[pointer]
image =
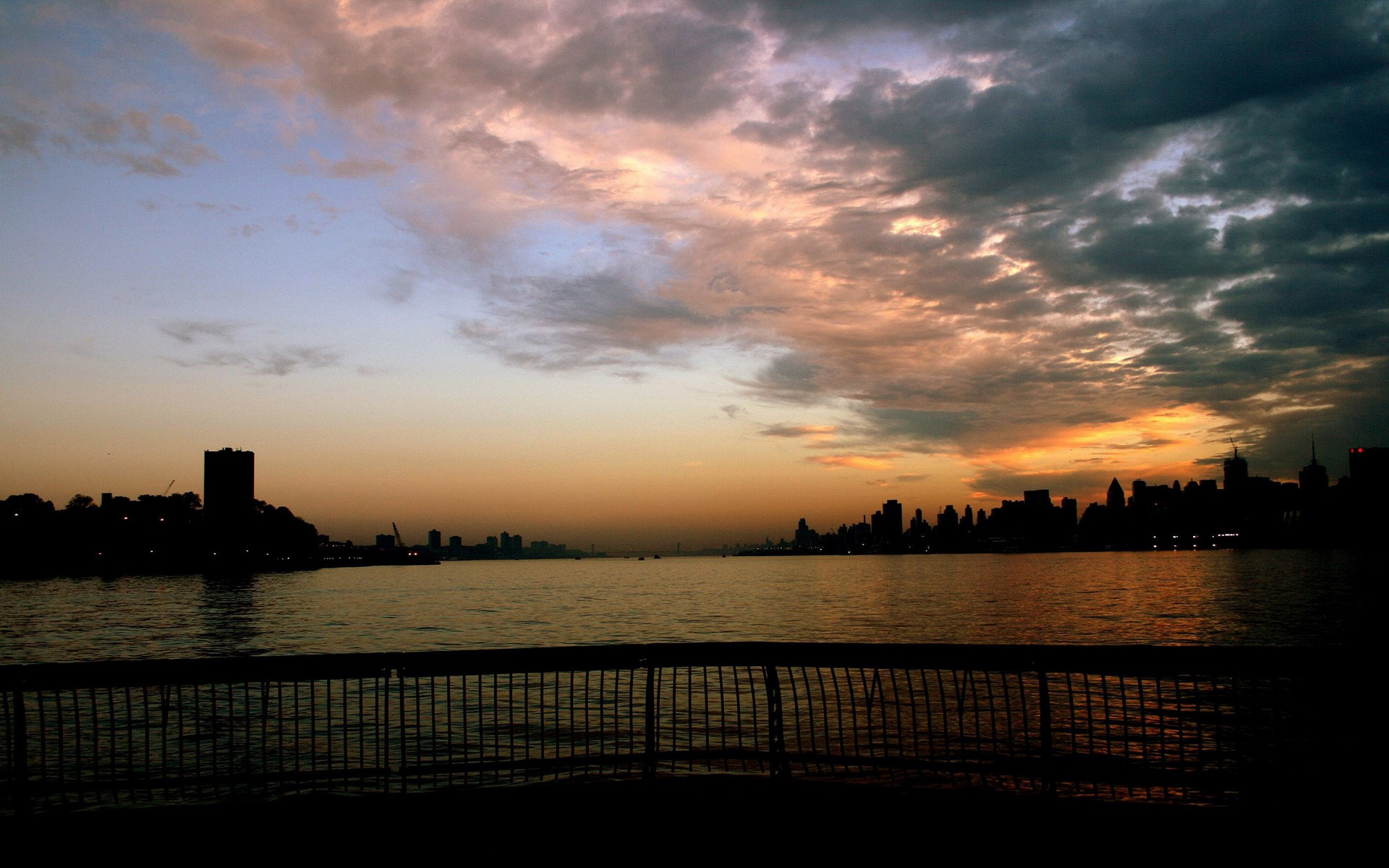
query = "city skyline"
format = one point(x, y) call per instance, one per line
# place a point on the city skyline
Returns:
point(676, 271)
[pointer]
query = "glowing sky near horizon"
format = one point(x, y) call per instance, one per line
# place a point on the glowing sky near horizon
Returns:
point(643, 273)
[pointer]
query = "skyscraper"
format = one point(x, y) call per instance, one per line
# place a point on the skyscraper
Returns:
point(1236, 472)
point(228, 484)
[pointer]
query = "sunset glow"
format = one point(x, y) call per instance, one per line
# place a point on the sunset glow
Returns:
point(643, 273)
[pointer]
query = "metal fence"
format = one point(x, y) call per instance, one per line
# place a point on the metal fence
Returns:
point(1210, 726)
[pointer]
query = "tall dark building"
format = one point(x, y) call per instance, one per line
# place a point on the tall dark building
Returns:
point(892, 520)
point(228, 484)
point(1114, 498)
point(1313, 478)
point(1236, 472)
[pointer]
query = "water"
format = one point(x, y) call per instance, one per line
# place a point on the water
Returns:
point(1170, 597)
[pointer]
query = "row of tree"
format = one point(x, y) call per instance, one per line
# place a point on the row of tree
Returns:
point(153, 534)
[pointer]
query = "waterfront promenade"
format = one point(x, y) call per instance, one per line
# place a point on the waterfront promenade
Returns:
point(1031, 726)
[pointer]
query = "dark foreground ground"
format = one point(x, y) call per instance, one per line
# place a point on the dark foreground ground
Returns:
point(710, 820)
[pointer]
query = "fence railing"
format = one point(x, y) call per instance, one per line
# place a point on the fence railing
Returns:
point(1202, 726)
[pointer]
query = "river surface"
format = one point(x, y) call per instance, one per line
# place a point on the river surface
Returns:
point(1167, 597)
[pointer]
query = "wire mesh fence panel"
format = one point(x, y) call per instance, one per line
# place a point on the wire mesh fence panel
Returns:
point(1117, 724)
point(946, 727)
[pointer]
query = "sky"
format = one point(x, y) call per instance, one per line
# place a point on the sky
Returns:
point(640, 274)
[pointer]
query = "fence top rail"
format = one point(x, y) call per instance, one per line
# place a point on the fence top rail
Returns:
point(1096, 660)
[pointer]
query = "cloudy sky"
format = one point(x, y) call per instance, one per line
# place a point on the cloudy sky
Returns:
point(649, 273)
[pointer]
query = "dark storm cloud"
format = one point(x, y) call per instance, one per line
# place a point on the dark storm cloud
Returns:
point(1060, 213)
point(917, 425)
point(602, 320)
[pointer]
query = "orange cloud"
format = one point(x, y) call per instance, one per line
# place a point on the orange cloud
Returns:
point(863, 463)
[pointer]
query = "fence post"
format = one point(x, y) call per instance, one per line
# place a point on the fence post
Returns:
point(20, 738)
point(777, 733)
point(649, 757)
point(1045, 696)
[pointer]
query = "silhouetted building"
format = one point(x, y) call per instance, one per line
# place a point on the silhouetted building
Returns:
point(1236, 472)
point(1313, 478)
point(1114, 498)
point(228, 484)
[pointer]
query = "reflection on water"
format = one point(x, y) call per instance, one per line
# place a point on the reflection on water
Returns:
point(229, 616)
point(1221, 597)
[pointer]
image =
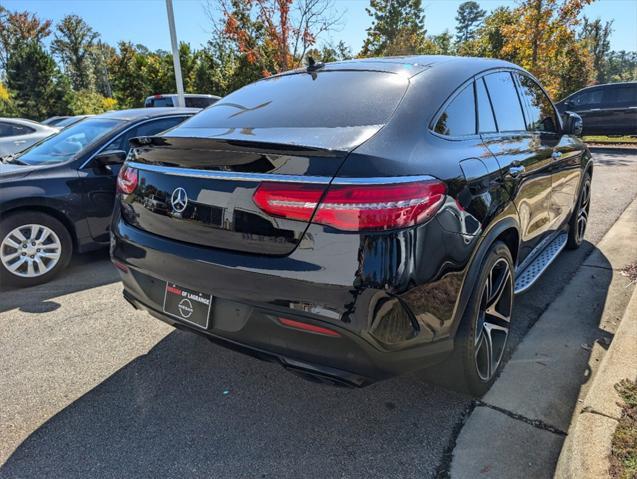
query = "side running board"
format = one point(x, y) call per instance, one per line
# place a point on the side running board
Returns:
point(525, 279)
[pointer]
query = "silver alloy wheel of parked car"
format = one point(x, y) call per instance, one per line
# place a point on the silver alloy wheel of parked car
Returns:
point(30, 250)
point(494, 318)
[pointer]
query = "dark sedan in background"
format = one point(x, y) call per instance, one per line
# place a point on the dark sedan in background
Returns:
point(606, 110)
point(57, 197)
point(358, 219)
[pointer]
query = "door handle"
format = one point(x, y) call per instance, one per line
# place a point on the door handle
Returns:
point(516, 171)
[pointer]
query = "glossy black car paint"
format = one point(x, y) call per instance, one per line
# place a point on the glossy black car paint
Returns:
point(609, 109)
point(80, 192)
point(396, 297)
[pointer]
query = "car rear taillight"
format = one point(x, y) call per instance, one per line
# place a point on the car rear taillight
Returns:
point(353, 207)
point(127, 179)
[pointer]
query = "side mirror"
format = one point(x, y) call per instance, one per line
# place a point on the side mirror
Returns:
point(573, 123)
point(114, 157)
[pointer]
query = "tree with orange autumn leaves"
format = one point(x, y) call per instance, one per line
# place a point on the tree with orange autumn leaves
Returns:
point(272, 36)
point(543, 39)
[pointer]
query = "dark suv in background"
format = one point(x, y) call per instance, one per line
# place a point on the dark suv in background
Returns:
point(609, 110)
point(359, 219)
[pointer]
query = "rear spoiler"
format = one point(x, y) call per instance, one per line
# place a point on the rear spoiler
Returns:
point(245, 146)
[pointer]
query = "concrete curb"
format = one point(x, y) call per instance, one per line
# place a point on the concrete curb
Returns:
point(587, 447)
point(519, 427)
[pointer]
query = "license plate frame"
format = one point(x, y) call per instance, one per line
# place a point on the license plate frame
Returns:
point(187, 305)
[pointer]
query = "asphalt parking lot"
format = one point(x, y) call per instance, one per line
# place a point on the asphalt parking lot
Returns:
point(91, 388)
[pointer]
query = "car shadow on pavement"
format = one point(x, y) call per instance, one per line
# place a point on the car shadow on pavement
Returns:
point(189, 408)
point(86, 271)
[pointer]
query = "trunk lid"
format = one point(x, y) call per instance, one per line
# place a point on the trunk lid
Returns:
point(200, 191)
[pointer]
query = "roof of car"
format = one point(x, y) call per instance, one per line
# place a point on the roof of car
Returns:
point(186, 95)
point(140, 113)
point(411, 64)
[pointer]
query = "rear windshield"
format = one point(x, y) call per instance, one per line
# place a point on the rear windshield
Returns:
point(157, 102)
point(328, 99)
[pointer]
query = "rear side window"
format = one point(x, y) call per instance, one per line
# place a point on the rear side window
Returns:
point(621, 95)
point(148, 128)
point(199, 102)
point(539, 109)
point(8, 129)
point(505, 101)
point(327, 99)
point(486, 121)
point(459, 117)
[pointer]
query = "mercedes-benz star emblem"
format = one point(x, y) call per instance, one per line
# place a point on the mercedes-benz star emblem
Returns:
point(185, 308)
point(179, 200)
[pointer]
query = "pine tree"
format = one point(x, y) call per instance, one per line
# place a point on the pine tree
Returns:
point(38, 88)
point(398, 28)
point(469, 18)
point(73, 44)
point(596, 35)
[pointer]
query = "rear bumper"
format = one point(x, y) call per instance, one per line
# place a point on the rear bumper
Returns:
point(248, 302)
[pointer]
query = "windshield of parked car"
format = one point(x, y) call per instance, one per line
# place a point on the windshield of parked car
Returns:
point(69, 121)
point(70, 142)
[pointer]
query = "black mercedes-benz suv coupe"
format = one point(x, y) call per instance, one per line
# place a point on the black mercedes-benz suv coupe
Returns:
point(356, 220)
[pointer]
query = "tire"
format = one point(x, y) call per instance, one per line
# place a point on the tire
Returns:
point(486, 321)
point(49, 252)
point(579, 218)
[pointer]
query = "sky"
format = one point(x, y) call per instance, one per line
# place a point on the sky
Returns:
point(144, 21)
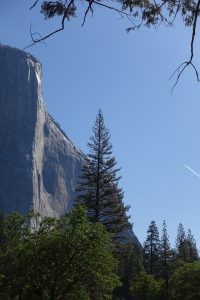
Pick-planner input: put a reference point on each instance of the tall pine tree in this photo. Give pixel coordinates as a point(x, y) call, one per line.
point(192, 247)
point(98, 185)
point(166, 259)
point(181, 244)
point(151, 250)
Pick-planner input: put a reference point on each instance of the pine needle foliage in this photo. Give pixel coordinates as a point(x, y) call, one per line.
point(98, 185)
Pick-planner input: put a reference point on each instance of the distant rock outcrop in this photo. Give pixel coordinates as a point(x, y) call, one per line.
point(39, 165)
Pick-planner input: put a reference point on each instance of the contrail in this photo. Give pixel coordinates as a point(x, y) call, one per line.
point(190, 169)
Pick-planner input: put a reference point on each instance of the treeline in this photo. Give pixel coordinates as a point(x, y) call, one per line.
point(87, 254)
point(90, 253)
point(169, 273)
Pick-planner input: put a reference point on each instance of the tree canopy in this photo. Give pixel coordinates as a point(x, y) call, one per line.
point(140, 13)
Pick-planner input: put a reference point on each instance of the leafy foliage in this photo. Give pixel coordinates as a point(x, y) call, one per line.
point(185, 282)
point(145, 287)
point(65, 259)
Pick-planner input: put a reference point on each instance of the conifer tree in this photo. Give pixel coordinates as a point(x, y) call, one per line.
point(165, 259)
point(151, 250)
point(192, 248)
point(98, 186)
point(181, 244)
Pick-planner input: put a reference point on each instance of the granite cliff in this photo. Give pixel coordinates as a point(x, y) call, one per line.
point(39, 165)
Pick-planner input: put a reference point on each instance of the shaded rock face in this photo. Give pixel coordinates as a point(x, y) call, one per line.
point(39, 165)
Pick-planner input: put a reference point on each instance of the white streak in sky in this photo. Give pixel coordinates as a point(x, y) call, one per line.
point(190, 169)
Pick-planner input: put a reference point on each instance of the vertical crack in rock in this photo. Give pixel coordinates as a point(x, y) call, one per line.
point(39, 165)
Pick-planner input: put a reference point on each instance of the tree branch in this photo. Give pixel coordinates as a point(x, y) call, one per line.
point(185, 64)
point(34, 4)
point(35, 41)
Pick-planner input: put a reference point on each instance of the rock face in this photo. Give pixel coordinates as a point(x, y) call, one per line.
point(39, 165)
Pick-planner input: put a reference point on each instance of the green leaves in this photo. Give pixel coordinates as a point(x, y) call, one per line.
point(65, 259)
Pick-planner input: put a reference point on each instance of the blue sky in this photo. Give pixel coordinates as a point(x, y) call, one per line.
point(153, 132)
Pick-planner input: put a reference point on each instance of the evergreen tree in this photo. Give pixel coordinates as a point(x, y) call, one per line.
point(98, 186)
point(165, 259)
point(181, 244)
point(151, 250)
point(192, 248)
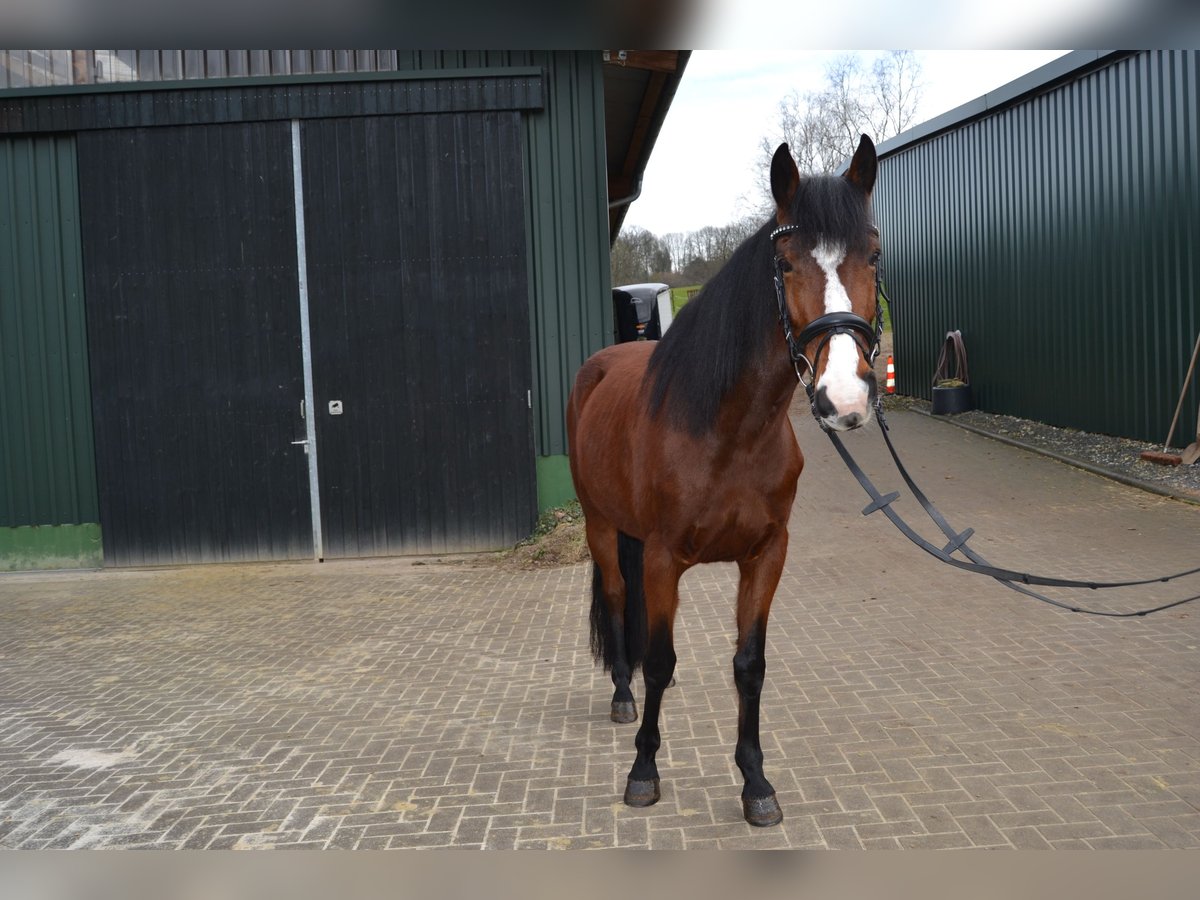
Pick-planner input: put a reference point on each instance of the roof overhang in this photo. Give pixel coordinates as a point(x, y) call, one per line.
point(639, 87)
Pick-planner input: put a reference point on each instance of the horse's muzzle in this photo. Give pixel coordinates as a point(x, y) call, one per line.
point(846, 417)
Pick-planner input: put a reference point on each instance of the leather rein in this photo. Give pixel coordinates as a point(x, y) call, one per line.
point(868, 336)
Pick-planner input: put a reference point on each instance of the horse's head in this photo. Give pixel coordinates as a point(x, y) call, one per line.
point(827, 250)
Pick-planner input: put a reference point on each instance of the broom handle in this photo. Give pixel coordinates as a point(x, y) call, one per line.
point(1183, 391)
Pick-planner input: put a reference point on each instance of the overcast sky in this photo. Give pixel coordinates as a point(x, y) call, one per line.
point(706, 160)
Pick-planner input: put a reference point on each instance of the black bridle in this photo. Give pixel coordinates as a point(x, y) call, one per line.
point(865, 334)
point(868, 336)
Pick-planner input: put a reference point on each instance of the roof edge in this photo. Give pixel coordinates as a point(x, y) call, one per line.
point(1066, 67)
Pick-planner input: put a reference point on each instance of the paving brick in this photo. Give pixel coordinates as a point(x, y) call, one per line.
point(377, 703)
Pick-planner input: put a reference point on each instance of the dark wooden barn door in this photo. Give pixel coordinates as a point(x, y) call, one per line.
point(189, 239)
point(420, 331)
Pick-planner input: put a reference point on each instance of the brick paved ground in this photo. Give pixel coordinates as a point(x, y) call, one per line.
point(383, 705)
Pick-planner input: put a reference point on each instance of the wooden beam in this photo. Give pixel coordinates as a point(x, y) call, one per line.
point(651, 60)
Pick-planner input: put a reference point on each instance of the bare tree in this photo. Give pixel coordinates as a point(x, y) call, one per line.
point(822, 127)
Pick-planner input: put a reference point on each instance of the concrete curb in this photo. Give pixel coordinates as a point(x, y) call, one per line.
point(1149, 486)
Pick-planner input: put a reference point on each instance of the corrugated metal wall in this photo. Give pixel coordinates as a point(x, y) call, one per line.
point(1061, 235)
point(565, 169)
point(568, 223)
point(47, 465)
point(48, 459)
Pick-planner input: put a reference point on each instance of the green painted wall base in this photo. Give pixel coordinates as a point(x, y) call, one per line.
point(75, 546)
point(555, 485)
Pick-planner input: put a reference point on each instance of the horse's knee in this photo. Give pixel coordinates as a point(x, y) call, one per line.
point(750, 666)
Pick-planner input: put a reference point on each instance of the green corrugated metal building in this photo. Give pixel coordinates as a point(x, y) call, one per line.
point(1056, 223)
point(588, 127)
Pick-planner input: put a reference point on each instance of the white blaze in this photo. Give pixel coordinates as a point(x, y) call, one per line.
point(844, 388)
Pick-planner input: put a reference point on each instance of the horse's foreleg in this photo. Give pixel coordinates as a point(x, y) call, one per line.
point(661, 581)
point(756, 587)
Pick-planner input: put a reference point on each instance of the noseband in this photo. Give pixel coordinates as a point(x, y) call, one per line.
point(865, 335)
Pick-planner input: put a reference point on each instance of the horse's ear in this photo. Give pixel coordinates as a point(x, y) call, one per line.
point(785, 178)
point(862, 168)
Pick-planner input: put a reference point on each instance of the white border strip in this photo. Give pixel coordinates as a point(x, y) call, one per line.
point(310, 407)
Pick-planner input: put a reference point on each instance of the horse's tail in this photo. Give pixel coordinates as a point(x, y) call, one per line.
point(629, 558)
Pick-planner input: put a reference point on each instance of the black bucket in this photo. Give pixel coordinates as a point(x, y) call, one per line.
point(948, 401)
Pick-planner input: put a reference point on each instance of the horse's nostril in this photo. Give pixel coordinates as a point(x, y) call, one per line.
point(825, 408)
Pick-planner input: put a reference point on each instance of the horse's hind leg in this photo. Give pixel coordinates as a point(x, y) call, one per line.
point(658, 667)
point(756, 587)
point(610, 611)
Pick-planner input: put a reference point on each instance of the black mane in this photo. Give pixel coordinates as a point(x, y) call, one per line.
point(729, 325)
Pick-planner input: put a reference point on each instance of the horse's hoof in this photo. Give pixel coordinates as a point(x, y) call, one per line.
point(642, 793)
point(762, 811)
point(623, 712)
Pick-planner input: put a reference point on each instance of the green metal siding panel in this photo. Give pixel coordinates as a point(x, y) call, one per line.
point(47, 469)
point(1060, 235)
point(568, 234)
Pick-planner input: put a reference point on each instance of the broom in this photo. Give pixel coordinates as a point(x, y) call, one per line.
point(1165, 459)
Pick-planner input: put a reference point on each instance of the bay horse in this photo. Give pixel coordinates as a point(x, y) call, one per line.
point(682, 450)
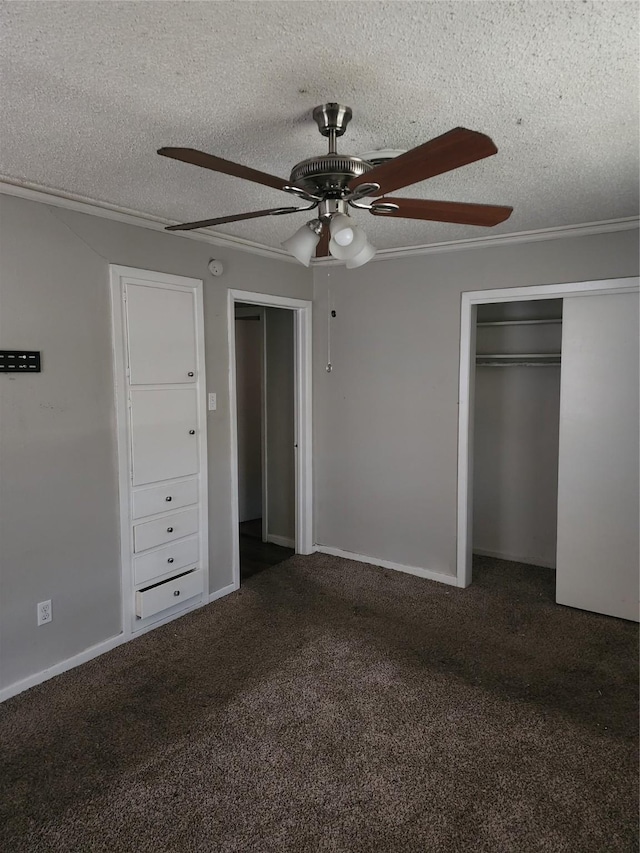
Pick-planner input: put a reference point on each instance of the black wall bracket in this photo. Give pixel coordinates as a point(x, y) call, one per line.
point(19, 361)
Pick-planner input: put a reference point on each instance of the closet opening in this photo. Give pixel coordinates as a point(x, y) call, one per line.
point(266, 436)
point(270, 399)
point(516, 423)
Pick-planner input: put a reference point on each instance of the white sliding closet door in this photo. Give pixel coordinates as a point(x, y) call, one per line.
point(598, 507)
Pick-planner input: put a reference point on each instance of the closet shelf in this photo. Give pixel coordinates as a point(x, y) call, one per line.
point(529, 359)
point(550, 321)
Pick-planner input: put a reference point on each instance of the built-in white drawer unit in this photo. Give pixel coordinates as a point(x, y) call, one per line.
point(166, 529)
point(163, 498)
point(164, 595)
point(167, 559)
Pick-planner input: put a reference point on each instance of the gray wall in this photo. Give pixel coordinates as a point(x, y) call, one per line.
point(386, 417)
point(58, 502)
point(280, 423)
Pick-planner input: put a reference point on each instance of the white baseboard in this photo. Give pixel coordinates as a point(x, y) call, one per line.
point(281, 540)
point(451, 580)
point(220, 593)
point(63, 666)
point(100, 649)
point(514, 558)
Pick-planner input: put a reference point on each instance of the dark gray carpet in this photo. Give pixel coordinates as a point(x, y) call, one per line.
point(333, 706)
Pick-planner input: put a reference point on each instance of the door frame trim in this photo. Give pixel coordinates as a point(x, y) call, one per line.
point(468, 309)
point(302, 317)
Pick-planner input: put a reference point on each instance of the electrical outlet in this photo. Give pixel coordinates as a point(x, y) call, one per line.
point(44, 612)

> [Requirement]: Repeat only what runs from the line holding "of the gray" to the end of the data, keeping every line exactly as written, first and last included.

> [Exercise output]:
Pick-planner input: put a reference point on each instance of the gray wall in this photo. Give pixel coordinates as a point(x, y) call, one per line.
point(386, 417)
point(58, 502)
point(280, 423)
Pick-planner input: put a reference point on each instance of the white baseboard in this photo. Give pixel coordinates as a point(x, y) call, one per line.
point(281, 540)
point(451, 580)
point(220, 593)
point(63, 666)
point(100, 649)
point(514, 558)
Pick-planner input: put a reference point on each instance of the dark gray carpet in this photo. Give pixel coordinates as a point(x, y) call, one per line.
point(333, 706)
Pick-planner input: put a reference point on each instance of the door frame trim in this photo. Give pixel coordinates as a point(x, y) call, one per line.
point(468, 309)
point(302, 317)
Pick-planner input: put a reference point on each instance of the electrical outlet in this photo. Give pixel coordinates as a point(x, y) call, one per line.
point(44, 612)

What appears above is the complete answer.